### What you need to do
[1] Please answer these from the article on the Berkeley Heights melanoma bicycle Trek:
(a) About how many people die from cancer worldwide each year?
(b) How long was the Trek's route?
(c) Where on his body was Chip Madsen's malignant mole?
[2] Write the next part of the article on the Berkeley Heights melanoma bicycle Trek, starting after its final paragraph.

Bicycle Trek Through Berkeley Heights Helps Raise Melanoma Awareness

Disease is preventable with early detection.

Joseph E. Enright was a physician and a cancer patient who succumbed to cancer after the diagnosis of malignant melanoma.

It’s not unusual to learn of a cancer death; worldwide roughly 7.5 million people die from cancer each year. Cancer has many permutations. But a melanoma, like Enright’s, is known as easier than most cancers to spot and diagnose early. For most people, a melanoma is acquired through extended sun exposure and appears as a dark spot or mole on the skin.

On Saturday at Summit Medical Group’s campus, The Joseph E. Enright Foundation held its third annual bicycle Trek — a 20-mile ride through Berkeley Heights, Chatham, Long Hill, Harding and Basking Ridge to raise funds in support melanoma awareness.

The event also featured free skin cancer screenings, massages, DJ Entertainment, and food, along with gift giveaways. The foundation expects to raise over $20,000 through the Trek. Funds raised will support programs to build awareness and help prevent melanoma and other skin cancers such as seminars and free skin cancer screening for the community.

“Melanoma is he easiest cancer to fix if you can catch it early,” said Chip Madsen, executive director of the Enright Foundation.

Madsen is living proof that early detection can be life-saving. Madsen recently had a malignant mole melanoma removed from his lower chest.

“I had a buddy telling me that I had to have a mole on my chest looked at and I just pushed it off,” Madsen said. “Then I went to a dermatologist who said that it was serious and that it had to come out now. Then the surgeon said the mole was 4 mm (small is a millimeter, medium is 2 mm and large is 4 mm), ‘it has probably metastasized to your other organs and you have six months to live.’” he told me.

### Records shown
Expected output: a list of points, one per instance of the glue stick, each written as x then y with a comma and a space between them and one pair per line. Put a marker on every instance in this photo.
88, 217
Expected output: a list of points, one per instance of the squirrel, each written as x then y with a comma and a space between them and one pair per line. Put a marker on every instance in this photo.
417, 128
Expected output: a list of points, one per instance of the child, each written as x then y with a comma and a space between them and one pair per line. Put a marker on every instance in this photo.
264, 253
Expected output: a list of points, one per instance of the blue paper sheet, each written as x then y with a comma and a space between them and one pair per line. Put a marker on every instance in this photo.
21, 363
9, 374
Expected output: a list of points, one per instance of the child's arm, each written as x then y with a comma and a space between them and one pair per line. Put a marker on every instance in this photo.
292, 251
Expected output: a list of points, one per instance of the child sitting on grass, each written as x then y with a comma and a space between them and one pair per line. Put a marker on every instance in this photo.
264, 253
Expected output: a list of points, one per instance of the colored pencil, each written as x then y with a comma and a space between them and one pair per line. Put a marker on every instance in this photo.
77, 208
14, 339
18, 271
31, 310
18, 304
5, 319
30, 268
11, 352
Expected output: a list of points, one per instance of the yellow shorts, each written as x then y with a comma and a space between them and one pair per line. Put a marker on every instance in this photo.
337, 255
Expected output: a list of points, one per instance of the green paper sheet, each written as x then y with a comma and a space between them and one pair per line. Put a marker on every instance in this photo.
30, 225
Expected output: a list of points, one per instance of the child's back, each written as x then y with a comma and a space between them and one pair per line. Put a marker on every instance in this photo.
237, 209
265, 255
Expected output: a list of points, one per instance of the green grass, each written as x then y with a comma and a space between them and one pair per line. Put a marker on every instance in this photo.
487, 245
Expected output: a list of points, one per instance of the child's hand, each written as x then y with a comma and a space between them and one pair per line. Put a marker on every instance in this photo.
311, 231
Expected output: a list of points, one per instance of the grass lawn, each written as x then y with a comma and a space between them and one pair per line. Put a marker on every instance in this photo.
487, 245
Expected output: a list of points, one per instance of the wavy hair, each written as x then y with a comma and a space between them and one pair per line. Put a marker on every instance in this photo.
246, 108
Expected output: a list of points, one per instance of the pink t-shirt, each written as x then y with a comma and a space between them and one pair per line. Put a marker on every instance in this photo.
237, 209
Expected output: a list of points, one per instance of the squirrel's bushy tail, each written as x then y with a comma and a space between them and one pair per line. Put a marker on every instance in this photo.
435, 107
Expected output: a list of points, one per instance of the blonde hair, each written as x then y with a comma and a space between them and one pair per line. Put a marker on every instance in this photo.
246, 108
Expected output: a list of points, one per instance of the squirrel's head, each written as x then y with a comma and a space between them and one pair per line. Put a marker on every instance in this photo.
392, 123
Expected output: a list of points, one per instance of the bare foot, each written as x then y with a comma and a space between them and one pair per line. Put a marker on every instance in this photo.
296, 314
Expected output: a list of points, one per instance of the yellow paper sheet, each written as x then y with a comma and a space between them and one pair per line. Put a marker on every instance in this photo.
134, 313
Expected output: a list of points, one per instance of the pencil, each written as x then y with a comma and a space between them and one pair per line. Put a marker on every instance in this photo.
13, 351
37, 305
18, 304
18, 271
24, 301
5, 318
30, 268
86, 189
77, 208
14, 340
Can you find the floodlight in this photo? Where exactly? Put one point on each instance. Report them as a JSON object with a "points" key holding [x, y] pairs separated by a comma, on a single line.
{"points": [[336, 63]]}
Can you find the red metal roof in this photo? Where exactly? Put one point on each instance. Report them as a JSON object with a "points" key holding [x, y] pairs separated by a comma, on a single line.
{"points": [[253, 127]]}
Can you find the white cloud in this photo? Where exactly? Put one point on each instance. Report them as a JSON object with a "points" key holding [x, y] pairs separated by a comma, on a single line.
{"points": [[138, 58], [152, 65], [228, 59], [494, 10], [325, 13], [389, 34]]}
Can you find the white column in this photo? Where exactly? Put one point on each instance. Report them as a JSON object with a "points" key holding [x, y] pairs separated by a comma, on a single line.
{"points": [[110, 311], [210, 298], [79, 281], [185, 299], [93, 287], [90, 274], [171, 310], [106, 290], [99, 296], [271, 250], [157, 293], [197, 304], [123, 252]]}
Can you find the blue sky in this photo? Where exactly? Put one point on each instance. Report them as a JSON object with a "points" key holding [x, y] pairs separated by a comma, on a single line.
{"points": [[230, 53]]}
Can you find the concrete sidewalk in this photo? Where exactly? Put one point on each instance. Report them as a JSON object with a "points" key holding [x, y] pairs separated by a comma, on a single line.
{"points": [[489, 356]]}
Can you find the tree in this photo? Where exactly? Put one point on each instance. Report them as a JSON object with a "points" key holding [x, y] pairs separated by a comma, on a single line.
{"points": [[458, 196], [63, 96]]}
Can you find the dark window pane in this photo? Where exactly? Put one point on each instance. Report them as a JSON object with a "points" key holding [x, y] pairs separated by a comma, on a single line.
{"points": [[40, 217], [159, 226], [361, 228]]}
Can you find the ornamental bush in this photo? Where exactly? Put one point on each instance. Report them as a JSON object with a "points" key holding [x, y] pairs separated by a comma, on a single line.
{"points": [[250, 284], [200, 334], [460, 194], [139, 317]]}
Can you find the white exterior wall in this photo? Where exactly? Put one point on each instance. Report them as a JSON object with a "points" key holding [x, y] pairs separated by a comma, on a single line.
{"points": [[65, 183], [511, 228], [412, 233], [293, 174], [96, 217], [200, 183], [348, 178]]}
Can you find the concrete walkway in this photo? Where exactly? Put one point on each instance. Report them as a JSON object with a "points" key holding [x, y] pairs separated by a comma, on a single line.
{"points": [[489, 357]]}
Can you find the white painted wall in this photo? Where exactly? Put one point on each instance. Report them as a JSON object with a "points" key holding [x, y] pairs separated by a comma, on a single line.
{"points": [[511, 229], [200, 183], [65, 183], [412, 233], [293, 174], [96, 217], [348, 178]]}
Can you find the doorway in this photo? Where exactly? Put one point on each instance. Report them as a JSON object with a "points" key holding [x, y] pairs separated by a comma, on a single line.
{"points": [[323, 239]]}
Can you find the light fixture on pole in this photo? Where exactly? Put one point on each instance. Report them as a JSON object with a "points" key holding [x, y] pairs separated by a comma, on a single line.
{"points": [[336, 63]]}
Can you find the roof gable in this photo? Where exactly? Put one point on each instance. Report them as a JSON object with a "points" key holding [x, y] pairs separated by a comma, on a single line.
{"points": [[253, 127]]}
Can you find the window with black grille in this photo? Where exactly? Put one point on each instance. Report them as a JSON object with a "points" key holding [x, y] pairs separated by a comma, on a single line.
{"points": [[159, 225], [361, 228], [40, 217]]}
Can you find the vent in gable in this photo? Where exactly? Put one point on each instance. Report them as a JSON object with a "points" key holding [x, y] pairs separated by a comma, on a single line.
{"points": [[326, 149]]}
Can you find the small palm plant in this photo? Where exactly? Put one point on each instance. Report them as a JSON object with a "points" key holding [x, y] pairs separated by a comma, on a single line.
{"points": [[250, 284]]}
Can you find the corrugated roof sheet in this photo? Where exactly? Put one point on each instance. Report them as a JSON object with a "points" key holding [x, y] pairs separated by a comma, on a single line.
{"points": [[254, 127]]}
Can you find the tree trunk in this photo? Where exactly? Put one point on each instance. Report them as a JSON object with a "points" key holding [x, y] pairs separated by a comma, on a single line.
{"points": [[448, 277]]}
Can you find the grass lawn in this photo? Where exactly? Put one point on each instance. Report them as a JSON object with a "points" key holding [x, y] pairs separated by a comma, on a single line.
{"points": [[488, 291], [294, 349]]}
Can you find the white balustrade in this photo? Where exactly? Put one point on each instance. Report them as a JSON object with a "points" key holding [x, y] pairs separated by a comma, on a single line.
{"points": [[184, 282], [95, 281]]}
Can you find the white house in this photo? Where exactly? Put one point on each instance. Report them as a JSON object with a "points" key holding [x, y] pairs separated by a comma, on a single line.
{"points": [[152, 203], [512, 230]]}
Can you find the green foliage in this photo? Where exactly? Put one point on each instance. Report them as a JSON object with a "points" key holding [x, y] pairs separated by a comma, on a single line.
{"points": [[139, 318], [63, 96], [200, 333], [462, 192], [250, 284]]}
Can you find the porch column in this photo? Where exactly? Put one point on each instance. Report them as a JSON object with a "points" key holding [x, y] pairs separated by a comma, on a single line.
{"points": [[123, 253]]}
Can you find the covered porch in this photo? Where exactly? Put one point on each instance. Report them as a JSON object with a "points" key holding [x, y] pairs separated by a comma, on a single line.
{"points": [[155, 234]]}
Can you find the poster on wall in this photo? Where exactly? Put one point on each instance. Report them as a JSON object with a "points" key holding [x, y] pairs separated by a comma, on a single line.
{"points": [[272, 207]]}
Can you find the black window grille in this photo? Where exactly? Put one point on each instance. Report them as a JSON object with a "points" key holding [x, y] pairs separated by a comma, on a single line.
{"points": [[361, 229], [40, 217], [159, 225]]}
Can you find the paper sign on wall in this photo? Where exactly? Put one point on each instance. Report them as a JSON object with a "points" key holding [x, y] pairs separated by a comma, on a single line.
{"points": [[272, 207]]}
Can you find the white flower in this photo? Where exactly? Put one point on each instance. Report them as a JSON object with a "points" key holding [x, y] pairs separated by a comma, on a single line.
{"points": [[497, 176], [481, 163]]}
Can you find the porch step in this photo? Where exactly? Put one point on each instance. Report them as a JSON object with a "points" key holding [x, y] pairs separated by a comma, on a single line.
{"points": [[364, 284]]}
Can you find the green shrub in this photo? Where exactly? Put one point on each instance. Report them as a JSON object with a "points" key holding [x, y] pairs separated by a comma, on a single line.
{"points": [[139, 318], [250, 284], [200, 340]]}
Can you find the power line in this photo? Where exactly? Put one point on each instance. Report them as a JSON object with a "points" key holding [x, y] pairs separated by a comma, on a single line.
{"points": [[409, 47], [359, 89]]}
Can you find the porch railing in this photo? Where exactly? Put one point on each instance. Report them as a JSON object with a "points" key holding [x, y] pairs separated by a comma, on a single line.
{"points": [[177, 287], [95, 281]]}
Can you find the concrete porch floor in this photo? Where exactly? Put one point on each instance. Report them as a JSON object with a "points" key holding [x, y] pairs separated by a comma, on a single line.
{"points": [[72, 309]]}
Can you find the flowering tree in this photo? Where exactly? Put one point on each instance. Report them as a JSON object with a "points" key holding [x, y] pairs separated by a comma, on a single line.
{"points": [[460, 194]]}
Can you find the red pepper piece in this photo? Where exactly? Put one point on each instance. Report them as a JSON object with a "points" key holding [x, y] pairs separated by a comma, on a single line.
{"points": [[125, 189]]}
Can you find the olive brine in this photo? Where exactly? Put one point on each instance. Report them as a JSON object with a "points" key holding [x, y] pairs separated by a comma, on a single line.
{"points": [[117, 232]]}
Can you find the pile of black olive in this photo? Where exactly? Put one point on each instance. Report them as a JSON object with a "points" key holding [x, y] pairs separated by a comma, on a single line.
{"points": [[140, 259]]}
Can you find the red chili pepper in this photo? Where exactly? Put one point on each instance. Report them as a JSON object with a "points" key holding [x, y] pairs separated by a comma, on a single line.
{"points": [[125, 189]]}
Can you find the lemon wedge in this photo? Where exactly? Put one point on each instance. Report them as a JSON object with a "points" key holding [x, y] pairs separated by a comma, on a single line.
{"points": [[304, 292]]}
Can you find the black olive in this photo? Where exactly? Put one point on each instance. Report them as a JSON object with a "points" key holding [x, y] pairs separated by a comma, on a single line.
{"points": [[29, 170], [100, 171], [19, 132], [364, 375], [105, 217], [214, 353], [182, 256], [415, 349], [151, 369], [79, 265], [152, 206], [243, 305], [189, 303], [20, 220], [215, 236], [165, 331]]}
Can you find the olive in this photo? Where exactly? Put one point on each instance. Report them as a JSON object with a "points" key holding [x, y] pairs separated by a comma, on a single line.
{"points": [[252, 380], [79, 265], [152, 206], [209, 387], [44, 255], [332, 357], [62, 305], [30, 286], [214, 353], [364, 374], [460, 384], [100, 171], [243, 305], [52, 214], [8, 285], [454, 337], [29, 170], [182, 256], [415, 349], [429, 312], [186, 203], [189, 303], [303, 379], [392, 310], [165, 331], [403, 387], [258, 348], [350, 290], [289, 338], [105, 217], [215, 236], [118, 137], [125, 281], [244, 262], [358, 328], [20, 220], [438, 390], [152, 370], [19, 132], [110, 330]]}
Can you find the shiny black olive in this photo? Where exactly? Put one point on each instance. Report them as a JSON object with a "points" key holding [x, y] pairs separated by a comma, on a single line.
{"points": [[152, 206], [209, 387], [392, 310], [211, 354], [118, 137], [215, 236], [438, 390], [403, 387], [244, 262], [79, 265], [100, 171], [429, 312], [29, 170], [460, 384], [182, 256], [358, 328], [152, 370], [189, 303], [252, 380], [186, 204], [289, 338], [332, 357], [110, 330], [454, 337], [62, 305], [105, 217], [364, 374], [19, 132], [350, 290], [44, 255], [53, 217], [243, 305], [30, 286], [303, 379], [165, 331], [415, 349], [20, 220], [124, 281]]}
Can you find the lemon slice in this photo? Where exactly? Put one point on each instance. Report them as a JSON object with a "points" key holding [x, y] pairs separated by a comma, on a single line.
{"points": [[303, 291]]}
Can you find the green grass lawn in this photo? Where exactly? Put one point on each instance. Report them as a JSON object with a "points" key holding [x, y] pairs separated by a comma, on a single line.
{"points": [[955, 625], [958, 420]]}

### Response list
[1]
(a) Roughly 7.5 million
(b) 20 miles
(c) His lower chest

[2]
The next day he had surgery and is now cancer-free.

“I am the poster boy for the program,” Madsen quipped.

Madsen said that the foundation is planning  to launch formal educational programs that will be presented to the community. The foundation will take its awareness campaign to camps and plans to take its “very few screenings to thousands of screenings this summer,” Madsen said.

The Summit Medical Group, which was the primary sponsor of the Trek, plans to be as much a part of the Joseph E. Enright foundation as much as possible.

“I see that the Enright Foundation is very related to the Summit Medical Group,” said Dr. Robert Brenner, the Medical Director of Summit Medical Group. “The cause is really good and a lot of board members of the Enright Foundation are part of the Summit Medical Group.”

Brenner cautioned that melanoma is not only easily detectable, it is preventable. “If you can prevent skin burns early in your life you can prevent skin cancer,’” he said.